→ Given instruction 1:
In the football comment, which three things does the writer say were heavier in those days?
→ Given instruction 2:
Write the next few sentences of the football comment, picking up after its final sentence.

→ Reading text:

□ □ □ □ □ □ □

I think you're being a tad harsh. Football was different then for a number of reasons. Not only has physicality improved as a result of diet, training, facilities, sports science etc, but also in those days - balls were way heavier, boots were heavier, pitches were "heavier" (muddy, scuffed). The result of all this combined was a game at a slower pace, teams more stretched/less compact in their shape.

Obviously if a footballer from 60 years ago was teleported to today and had to play immediately they would struggle. Give them a few months of conditioning and practise with modern balls, boots and tactics, and the best then would obviously make it today. The skill, intelligence, determination and creativity, courage that made them the best of their era, would be the same core attributes needed to become a footballer today. Likewise, take a modern player, time travel them back 60 years to play on old pitches, with old balls, and a few months without the modern support aides, and they'd struggle at first but in time would adapt.

□ □ □ □ □ □ □

Stored records:
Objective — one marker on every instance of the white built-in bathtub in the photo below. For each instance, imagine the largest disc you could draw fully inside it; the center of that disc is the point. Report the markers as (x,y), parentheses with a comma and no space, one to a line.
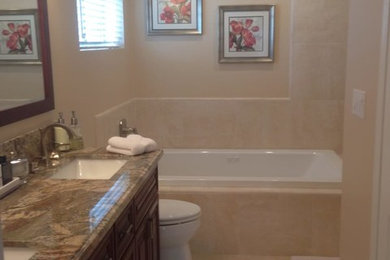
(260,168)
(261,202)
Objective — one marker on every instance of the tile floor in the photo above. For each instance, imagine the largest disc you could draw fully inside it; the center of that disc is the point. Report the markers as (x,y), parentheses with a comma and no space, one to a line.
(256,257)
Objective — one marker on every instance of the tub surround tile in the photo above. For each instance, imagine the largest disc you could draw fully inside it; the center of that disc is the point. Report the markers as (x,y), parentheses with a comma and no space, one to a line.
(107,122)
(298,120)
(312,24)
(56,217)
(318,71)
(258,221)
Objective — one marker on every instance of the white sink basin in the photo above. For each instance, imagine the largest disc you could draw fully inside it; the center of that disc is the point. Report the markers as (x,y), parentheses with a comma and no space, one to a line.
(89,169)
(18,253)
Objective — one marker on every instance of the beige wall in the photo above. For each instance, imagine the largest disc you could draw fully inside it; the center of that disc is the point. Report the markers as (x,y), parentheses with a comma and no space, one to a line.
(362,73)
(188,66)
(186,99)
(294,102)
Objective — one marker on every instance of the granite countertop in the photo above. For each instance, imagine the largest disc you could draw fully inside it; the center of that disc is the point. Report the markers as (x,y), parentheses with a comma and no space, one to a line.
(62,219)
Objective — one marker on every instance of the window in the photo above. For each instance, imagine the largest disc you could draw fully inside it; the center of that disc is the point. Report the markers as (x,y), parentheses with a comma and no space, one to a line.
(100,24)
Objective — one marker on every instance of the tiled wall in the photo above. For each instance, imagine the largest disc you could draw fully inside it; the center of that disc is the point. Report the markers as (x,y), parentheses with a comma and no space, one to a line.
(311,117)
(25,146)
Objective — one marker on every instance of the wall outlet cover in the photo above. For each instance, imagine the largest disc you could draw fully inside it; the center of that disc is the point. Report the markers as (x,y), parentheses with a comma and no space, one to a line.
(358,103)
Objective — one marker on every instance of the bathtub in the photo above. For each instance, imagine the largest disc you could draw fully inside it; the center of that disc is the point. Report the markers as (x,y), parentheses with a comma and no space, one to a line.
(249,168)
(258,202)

□ □ □ □ □ □ □

→ Task answer 1:
Balls, boots and pitches.

→ Task answer 2:
I've never understood this argument when analysing players from previous generations. All of this should be a given, it shouldn't even need to be said. What matters is the skill relative to their peers. Perhaps a chess comparison may make sense to people. Paul Morphy is considered one of the greatest players to have ever lived, and destroyed his peers. Today, if he played the same moves that he played then against an average competitive player he would likely lose - the modern players have over a century of games and positions that have been analysed, and strategies have been refined. The modern player can learn from this century plus of knowledge relatively quickly. Morphy on the otherhand had virtually zero pre-existing knowledge and analysis to use as a starting point. On his own, he came up with strategies and concepts which not only separated him from his peers, but which are still prevalent in chess to this day. Was he better than today's average competitor? Hell yes! Was he better than more recent world champions like Fischer, Kasparov or Carlsen? Nobody can possibly say!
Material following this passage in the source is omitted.